British zoologists, however, usually include the following:--WHALEBONE-WHALES: Southern Right-whale; Humpback; Finbacks, or Rorquals. TOOTHED WHALES: Sperm-whale, or Cachalot; Narwhal; Beluga, or White Whale; Grampuses; Beaked Whale; Broad-fronted Whale; Cuvier's Whale; Sowerby's Whale; Pilot-whale; Porpoise; Dolphin; White-sided Dolphin; White-beaked Dolphin; Bottlenose.
A selection may therefore be made of five of the most representative of these species--the SOUTHERN WHALE, the CACHALOT, the NARWHAL, the PORPOISE, and the DOLPHIN.
The SOUTHERN WHALE, which, in common with the closely allied polar species, whaling-crews call "right," seeing that all other kinds are, from their point of view, "wrong," is probably the only right-whale which has ever found its way to our shores. Some writers include the Greenland Right-whale, but their authority for this is doubtful. It is said to grow to a length of at any rate 70 feet, though 55 feet would perhaps be more common for even large specimens. In colour it is said to be dark above, with a varying amount of white or grey on the flippers and under-surface. The head and mouth are very large, occupying in some cases one-third of the total length, and the baleen-plates measure as much as 8 or 10 feet in length and 5 or 6 feet in width. The species has no back-fin, but there is a protuberance on the snout, known technically as the "bonnet." This whale appears to give birth to its single calf some time in the spring months, and the mother shows great affection for her offspring. The HUMPBACK is distinguished from the right-whales externally by its longer flippers and the prominence on its back, and internally by the fluted skin of the throat. The FINNERS, or RORQUALS, have a distinct back-fin. They feed on fishes and cuttles, and I have more than once known a rorqual, which looked fully 50 feet long (comparing it roughly with my 24-foot boat), to swim slowly round and round my lugger, down on the Cornish coast, puffing and hissing like a torpedo-boat on its trial trip, rounding up the pilchards in a mass, and every now and then dashing through them open-mouthed with a terrific roar, after several of which helpings it would sink out of sight and not again put in an appearance.

..........

## Goals
a) Name the species that the passage on British whales selects as the most representative.
b) Carry on the passage on British whales from its final sentence onward.
The records that follow come from a separate source and have no connection to the passage on British whales.

..........

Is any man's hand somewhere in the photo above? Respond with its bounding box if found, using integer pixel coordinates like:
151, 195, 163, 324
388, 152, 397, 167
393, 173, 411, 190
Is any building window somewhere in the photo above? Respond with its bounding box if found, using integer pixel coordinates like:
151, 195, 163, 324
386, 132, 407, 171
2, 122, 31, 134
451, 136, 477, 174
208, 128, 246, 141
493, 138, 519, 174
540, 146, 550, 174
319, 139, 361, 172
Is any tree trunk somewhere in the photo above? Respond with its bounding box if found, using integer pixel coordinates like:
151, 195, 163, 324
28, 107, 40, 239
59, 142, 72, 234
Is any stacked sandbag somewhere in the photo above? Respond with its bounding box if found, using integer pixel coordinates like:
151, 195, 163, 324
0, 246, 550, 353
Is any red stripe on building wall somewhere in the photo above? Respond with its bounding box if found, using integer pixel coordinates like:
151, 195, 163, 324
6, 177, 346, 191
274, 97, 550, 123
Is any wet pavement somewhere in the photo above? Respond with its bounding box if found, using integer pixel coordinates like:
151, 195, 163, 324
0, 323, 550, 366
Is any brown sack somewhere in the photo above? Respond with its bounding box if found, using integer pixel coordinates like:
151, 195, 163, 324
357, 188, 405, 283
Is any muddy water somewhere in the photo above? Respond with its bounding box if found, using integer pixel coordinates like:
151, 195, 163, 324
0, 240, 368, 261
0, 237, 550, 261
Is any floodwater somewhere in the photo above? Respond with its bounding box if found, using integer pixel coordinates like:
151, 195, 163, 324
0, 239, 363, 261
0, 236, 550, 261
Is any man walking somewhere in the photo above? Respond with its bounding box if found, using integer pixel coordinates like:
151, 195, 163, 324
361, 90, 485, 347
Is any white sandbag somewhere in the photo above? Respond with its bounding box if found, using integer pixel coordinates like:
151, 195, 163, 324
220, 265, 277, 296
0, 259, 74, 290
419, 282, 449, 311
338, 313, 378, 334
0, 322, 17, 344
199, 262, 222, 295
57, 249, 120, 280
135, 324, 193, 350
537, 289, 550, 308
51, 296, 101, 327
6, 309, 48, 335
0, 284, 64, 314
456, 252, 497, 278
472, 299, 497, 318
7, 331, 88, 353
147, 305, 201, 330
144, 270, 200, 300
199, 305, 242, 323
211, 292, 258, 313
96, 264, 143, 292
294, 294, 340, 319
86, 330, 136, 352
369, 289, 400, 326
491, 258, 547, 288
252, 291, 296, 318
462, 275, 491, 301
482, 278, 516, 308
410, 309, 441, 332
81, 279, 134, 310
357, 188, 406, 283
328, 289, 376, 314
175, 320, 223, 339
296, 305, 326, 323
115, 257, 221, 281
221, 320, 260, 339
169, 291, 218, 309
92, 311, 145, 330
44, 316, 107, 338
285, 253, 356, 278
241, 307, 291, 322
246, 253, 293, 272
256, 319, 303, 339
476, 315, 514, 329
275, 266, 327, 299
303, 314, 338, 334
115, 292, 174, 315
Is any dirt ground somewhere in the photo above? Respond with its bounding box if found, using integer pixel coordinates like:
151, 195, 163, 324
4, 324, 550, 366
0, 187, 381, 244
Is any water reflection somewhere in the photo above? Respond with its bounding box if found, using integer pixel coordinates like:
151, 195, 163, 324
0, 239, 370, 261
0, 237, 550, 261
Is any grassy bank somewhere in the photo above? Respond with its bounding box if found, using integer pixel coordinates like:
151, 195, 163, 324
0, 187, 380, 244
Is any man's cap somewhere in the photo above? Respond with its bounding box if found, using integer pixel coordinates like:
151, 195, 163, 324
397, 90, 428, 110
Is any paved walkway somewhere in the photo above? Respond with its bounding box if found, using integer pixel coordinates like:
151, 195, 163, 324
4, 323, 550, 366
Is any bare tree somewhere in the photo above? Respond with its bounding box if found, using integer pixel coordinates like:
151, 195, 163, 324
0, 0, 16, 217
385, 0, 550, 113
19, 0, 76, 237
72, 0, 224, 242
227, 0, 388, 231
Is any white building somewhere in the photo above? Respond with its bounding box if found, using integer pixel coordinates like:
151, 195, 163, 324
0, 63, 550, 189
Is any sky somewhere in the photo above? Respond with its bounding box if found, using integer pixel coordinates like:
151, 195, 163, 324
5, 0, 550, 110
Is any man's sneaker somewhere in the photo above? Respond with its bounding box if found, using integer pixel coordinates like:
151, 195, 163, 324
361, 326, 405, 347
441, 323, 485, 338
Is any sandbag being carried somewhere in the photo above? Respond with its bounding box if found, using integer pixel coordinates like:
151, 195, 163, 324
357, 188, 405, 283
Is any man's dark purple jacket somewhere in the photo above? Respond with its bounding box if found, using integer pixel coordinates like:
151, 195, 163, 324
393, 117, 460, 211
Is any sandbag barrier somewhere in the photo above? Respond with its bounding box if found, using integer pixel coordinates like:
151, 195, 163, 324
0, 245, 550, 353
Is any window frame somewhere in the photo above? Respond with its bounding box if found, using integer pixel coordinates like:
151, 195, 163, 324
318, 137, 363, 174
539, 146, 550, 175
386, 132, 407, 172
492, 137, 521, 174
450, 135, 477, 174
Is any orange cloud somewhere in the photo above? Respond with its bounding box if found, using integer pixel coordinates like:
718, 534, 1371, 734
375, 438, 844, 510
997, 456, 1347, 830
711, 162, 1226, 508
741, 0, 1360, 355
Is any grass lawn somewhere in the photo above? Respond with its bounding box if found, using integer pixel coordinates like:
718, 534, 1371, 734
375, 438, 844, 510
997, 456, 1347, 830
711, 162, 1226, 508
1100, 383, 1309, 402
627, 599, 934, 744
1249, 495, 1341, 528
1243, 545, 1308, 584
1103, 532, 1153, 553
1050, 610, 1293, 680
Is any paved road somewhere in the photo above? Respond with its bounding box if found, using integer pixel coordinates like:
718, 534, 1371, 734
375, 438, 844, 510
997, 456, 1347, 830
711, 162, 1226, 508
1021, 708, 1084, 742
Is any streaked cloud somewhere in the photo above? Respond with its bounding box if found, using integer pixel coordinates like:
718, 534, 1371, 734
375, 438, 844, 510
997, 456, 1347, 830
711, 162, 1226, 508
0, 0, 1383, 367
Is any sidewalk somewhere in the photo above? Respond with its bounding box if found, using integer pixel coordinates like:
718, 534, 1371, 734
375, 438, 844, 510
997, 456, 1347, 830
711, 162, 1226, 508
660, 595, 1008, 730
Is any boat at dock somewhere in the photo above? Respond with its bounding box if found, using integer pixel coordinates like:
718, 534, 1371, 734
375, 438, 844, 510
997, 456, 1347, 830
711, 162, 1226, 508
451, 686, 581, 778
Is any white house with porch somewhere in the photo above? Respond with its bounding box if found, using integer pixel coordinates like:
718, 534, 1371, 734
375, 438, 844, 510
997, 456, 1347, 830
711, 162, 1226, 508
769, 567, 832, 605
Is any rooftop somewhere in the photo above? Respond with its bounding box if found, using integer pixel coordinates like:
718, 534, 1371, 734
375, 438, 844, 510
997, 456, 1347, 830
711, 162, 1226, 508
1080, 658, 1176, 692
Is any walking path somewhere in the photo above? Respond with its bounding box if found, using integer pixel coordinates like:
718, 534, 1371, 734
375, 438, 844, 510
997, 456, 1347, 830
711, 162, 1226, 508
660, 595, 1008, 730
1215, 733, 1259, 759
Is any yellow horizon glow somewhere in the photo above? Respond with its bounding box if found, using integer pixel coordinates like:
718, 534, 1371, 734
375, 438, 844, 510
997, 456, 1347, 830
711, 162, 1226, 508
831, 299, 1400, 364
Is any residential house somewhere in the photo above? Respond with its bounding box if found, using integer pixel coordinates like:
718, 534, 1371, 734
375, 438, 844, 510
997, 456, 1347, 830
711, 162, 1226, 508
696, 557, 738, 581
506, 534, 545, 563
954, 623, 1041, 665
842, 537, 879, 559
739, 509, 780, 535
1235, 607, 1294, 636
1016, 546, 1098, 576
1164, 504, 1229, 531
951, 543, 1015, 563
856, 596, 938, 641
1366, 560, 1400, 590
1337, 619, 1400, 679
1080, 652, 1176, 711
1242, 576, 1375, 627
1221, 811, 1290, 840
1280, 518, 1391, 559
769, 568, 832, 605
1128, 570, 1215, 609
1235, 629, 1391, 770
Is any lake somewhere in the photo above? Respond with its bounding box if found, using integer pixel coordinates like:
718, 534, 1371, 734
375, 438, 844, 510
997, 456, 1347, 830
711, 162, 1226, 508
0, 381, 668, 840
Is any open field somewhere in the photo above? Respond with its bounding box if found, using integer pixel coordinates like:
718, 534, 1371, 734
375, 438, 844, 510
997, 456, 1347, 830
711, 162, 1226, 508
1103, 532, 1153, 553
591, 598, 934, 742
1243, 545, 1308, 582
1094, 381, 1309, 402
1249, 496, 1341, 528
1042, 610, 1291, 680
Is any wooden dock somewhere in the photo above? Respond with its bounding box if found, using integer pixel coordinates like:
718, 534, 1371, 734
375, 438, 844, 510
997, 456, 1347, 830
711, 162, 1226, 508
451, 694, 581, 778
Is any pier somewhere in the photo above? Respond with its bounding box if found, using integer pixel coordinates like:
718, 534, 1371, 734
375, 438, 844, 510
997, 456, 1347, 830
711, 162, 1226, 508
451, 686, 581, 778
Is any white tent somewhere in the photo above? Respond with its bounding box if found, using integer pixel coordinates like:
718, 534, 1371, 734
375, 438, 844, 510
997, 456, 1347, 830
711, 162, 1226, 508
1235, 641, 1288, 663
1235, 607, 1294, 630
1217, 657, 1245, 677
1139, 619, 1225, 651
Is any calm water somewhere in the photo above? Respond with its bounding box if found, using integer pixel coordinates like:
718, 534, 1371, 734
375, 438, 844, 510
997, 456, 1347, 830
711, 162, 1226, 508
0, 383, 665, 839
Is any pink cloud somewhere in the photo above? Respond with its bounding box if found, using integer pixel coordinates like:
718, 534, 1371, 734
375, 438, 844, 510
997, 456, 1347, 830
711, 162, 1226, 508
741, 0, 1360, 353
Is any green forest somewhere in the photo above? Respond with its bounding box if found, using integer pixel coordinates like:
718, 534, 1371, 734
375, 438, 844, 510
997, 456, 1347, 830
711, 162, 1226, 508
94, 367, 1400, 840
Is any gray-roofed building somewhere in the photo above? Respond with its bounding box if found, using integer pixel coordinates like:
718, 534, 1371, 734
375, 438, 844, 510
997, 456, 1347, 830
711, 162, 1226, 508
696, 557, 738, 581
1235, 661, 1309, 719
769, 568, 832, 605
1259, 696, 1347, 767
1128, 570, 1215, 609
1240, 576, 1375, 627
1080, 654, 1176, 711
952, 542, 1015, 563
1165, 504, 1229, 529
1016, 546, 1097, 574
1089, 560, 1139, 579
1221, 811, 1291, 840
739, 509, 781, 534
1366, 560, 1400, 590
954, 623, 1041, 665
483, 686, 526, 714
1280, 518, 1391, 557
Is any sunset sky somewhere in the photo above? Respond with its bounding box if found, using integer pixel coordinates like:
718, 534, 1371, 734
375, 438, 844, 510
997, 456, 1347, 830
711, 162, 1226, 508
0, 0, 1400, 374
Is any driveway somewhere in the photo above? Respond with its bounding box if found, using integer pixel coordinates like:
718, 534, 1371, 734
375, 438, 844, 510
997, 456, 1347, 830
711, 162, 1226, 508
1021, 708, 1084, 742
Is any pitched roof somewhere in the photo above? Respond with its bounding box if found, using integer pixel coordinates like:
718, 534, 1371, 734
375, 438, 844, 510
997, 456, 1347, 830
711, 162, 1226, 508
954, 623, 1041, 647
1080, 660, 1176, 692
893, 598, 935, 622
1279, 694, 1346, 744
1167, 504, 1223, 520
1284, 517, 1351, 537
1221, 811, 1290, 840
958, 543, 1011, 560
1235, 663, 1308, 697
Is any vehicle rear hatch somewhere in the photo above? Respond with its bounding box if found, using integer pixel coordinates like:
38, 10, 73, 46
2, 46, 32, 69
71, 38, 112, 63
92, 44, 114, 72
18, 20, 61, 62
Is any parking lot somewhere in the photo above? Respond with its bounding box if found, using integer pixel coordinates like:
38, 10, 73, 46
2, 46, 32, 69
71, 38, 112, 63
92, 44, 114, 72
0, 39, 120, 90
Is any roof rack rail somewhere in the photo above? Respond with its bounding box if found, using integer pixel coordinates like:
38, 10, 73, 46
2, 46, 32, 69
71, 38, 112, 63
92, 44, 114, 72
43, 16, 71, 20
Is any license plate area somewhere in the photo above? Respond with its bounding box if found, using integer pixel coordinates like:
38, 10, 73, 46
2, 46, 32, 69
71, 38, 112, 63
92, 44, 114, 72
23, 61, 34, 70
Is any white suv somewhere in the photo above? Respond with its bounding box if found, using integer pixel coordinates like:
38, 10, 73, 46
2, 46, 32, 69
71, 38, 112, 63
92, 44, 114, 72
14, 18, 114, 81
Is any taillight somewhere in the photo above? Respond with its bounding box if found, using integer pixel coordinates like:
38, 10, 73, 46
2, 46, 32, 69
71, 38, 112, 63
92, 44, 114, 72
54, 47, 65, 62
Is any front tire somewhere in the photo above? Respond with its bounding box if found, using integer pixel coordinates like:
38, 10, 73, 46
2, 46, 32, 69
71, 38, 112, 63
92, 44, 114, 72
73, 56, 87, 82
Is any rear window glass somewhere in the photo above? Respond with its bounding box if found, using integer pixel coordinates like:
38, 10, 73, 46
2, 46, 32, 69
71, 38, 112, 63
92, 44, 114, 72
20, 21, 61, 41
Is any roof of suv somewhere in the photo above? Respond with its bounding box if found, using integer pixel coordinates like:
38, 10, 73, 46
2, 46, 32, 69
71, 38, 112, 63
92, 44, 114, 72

..........

## Answers to the problems
a) Southern Whale, Cachalot, Narwhal, Porpoise, Dolphin

b)
The SPERM-WHALE, or CACHALOT, may serve as our type of the toothed whales. It attains to the same great dimensions as the largest of the whalebone group. A more active animal for its size could scarcely be conceived; and I have seen one, in the Indian Ocean, fling itself three or four times in succession out of water like a salmon, striking the surface each time as it fell back with a report like that of a gun. No one appears to have explained whether performances of this sort are due to mere playfulness, or, as seems more probable, to the attacks of parasites or such larger enemies as sharks or "killers." I have also seen four thresher-sharks leaping out of water, and falling with a loud blow on the whale's back; but the victim lay quite still in this case, and may in fact have been worn out before we came upon the scene. I wish to add that I took the word of the skipper, himself an old whaling-captain, for their identity as threshers. The dazzling sun shone full on them, and on the sea between, and it was impossible, even with the ship's telescope, to recognise them with any accuracy. The cachalot has a very different profile from what any one who had seen only its skull in a museum would be led to expect, for the sperm-cavity in the forehead is not indicated in the bones. The structure of the head enables the animal to drop the lower jaw almost at right angles to the upper; and Mr. Frank Bullen quotes, in his fascinating "Cruise of the Cachalot," the current belief that it does so to attract its prey by the whiteness of its teeth and palate. Although both fishes and cephalopods are very curious, even to their own destruction, it is doubtful whether the whale could not catch its food more rapidly by swimming open-mouthed through the acres of floating squid encountered all over the warmer waters of the ocean.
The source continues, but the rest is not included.